(Rows from an object-pointing dataset)
'''

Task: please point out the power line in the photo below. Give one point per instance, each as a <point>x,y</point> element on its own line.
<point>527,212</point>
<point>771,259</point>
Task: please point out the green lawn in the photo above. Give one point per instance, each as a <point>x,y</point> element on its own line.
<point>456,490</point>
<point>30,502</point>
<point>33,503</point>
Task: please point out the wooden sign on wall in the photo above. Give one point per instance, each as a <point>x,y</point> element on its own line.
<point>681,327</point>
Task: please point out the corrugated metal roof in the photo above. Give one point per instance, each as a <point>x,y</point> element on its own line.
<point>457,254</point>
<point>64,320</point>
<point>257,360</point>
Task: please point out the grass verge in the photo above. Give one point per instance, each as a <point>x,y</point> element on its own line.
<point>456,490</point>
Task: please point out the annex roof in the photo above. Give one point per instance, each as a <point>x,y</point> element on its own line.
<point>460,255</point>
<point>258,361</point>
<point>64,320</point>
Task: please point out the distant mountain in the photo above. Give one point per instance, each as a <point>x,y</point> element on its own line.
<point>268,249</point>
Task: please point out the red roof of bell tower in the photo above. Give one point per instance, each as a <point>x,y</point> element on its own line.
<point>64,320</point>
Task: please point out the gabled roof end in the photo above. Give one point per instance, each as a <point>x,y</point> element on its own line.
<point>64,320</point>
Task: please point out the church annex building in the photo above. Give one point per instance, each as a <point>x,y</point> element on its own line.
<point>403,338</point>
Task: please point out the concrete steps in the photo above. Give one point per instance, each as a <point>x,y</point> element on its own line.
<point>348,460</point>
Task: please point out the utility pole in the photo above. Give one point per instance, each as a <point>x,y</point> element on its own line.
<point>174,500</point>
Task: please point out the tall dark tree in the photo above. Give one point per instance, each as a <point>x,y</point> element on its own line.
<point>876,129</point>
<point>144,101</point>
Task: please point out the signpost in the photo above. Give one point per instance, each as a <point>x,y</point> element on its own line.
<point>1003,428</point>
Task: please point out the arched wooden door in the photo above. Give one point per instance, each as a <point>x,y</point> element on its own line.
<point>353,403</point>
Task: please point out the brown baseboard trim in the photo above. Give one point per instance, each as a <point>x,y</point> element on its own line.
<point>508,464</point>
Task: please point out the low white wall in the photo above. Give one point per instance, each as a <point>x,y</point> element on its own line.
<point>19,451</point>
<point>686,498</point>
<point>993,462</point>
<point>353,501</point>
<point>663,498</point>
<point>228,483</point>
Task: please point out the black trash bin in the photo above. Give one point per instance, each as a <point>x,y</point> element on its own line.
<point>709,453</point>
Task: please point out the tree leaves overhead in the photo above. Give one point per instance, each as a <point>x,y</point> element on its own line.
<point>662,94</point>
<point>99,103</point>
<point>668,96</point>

'''
'''

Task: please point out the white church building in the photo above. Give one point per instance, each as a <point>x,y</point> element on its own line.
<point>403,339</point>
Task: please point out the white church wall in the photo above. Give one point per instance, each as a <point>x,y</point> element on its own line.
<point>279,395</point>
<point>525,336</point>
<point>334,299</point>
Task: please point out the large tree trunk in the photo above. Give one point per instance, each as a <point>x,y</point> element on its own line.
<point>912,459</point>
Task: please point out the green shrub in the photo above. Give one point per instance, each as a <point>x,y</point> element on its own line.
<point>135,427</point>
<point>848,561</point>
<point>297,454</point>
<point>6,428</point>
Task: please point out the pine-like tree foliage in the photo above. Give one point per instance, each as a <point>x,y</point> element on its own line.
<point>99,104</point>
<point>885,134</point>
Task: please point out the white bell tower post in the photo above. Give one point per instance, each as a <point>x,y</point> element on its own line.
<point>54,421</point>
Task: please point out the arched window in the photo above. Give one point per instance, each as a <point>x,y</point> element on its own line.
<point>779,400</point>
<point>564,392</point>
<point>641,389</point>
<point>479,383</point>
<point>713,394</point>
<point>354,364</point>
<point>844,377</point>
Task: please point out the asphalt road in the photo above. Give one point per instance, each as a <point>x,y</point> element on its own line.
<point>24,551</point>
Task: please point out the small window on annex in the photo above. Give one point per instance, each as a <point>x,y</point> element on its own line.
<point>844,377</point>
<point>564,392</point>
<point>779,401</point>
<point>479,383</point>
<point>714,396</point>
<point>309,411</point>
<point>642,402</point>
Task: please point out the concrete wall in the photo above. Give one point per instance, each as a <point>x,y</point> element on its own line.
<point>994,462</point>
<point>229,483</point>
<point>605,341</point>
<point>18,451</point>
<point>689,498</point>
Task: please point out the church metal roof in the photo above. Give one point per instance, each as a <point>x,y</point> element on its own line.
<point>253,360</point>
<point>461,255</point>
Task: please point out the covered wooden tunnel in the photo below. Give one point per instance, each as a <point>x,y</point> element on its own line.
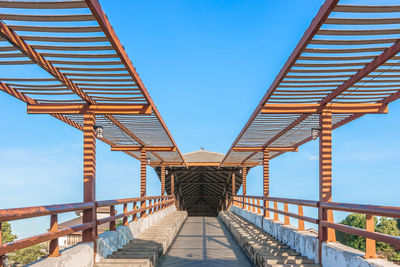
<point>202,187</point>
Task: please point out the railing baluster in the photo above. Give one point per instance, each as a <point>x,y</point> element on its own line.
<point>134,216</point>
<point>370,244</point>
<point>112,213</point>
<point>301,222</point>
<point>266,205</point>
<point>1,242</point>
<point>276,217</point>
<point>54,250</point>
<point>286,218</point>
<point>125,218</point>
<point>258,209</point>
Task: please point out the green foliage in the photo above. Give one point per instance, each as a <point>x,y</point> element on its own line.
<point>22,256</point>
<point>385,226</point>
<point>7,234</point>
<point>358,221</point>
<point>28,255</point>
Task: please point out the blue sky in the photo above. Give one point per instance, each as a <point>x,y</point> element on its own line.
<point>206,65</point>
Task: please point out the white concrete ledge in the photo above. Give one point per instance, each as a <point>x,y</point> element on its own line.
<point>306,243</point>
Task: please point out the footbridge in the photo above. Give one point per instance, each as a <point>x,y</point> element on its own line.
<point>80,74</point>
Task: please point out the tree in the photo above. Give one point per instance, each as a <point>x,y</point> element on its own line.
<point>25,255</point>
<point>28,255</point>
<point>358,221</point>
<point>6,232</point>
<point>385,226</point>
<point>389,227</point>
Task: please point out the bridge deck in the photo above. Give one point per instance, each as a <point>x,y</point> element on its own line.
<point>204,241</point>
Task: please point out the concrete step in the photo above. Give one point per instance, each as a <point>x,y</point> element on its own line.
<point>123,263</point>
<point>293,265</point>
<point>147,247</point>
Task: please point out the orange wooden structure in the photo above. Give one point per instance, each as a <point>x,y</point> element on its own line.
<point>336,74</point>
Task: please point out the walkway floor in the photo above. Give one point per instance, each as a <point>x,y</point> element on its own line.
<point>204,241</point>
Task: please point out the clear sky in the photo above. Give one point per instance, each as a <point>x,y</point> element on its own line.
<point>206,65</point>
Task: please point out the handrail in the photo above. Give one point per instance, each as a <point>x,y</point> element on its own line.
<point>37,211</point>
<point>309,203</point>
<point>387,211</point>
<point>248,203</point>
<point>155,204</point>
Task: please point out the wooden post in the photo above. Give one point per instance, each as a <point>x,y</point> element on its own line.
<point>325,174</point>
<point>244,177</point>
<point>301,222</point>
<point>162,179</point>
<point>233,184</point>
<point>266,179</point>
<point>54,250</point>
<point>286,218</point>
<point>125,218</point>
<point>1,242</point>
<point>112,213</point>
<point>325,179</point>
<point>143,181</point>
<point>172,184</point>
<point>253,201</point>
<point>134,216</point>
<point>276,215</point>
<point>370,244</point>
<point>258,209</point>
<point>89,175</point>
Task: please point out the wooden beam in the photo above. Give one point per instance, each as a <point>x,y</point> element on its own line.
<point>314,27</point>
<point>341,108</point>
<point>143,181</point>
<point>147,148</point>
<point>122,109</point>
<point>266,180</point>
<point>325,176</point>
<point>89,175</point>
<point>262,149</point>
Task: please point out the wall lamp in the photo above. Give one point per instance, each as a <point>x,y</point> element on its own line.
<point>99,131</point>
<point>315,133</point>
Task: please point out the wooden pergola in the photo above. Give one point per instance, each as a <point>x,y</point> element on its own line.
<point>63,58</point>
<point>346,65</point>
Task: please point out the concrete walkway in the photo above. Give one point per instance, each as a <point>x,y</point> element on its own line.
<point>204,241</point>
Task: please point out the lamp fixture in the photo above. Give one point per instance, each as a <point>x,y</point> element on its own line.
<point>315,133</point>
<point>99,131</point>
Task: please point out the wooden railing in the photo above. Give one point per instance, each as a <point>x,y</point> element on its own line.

'''
'''

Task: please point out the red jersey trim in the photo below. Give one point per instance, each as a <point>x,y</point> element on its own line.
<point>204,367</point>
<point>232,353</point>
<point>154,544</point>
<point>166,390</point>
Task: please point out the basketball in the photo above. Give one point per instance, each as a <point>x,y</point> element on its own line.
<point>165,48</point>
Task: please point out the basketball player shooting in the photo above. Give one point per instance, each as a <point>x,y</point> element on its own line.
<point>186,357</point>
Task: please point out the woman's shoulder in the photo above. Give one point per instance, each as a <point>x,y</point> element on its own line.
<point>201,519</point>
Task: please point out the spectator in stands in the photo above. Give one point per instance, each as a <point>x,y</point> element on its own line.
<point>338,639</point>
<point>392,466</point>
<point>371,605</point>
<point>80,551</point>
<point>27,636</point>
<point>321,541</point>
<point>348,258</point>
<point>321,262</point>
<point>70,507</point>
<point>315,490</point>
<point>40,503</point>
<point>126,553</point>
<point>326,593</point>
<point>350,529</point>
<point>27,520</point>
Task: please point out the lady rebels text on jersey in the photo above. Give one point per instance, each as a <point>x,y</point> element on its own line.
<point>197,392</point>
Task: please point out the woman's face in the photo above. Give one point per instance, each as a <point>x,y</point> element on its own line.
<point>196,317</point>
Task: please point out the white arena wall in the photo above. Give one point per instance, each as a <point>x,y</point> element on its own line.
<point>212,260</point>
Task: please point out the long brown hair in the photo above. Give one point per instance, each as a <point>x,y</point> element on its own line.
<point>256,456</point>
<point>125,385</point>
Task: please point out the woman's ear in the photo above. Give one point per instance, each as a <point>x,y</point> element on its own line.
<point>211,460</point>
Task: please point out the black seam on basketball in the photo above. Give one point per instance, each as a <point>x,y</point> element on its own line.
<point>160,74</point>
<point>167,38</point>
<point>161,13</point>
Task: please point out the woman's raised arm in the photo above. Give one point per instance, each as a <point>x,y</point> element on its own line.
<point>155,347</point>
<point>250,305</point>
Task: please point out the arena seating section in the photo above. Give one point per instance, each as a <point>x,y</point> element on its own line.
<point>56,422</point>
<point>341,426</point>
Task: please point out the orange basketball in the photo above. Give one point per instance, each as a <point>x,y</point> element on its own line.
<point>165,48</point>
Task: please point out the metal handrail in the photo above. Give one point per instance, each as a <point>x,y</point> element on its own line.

'''

__Exercise directions__
Render the lines of the records above as a JSON list of strings, one string per line with blank lines omitted. Begin at the line that contains "Task: please point out the corrugated" and stop after the line that contains "<point>268,249</point>", including both.

__Solution for this task__
[
  "Task: please point out the corrugated metal roof in the photo above. Give one point per instance, each as a <point>x,y</point> element on its own line.",
  "<point>457,254</point>",
  "<point>64,320</point>",
  "<point>257,360</point>",
  "Task: please point out the grass verge in the photo above. Give one point per instance, each as a <point>x,y</point> element on its own line.",
  "<point>456,490</point>",
  "Task: please point out the annex roof in the photo above. Give one point per instance, each as a <point>x,y</point> element on its own line.",
  "<point>460,255</point>",
  "<point>258,361</point>",
  "<point>64,320</point>",
  "Task: please point out the distant mountain in the photo above. Give one point per instance, each as a <point>x,y</point> element on its own line.",
  "<point>268,249</point>"
]